**Written instruction:** Starting with the line containing "Locate every instance of the distant" and going on through the end of the material, repeat every line, with each coordinate in the answers shifted up by 8.

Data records
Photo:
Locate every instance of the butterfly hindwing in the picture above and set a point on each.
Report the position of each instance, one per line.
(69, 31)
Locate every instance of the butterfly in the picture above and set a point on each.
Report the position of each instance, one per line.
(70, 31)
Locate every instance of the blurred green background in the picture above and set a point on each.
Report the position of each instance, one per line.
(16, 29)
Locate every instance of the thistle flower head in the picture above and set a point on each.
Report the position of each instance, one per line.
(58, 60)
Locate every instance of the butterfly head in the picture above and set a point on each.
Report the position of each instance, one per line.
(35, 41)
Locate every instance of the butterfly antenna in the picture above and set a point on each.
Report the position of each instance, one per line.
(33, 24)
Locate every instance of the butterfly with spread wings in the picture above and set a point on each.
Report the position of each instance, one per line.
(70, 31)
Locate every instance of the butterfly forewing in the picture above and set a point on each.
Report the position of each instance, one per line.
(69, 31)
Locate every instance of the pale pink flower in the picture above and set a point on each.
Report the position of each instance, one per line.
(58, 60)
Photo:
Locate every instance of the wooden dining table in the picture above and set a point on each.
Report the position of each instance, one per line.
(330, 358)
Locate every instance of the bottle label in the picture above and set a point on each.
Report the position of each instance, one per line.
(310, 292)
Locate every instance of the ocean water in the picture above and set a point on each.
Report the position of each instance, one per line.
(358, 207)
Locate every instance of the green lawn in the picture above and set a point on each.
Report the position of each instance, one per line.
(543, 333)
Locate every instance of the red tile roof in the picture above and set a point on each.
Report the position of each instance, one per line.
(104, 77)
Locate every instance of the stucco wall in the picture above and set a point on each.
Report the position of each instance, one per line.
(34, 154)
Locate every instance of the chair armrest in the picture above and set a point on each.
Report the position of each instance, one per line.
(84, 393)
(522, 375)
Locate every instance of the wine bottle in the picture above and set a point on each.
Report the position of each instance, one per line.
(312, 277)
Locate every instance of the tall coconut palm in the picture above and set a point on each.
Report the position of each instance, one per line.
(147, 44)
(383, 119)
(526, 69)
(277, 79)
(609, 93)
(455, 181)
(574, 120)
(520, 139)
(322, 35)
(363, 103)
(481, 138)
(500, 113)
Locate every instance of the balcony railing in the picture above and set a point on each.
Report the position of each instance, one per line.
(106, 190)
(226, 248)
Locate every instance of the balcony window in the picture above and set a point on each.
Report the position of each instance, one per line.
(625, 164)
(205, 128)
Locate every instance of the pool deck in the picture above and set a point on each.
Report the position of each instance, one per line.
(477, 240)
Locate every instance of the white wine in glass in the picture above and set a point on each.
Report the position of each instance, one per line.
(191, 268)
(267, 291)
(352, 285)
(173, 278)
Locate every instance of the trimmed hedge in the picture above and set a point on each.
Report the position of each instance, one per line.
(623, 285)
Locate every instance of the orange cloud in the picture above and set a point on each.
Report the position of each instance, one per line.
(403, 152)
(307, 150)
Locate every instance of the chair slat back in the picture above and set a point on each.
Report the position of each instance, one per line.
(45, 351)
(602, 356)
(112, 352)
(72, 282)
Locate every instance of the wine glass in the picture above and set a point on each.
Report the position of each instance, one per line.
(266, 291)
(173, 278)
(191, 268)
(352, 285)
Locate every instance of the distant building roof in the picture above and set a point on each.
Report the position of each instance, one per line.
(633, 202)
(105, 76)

**Written answer:**
Locate every instance of the distant building roof in the picture above and set a point on each.
Report the position of each instance, one per line.
(641, 210)
(113, 84)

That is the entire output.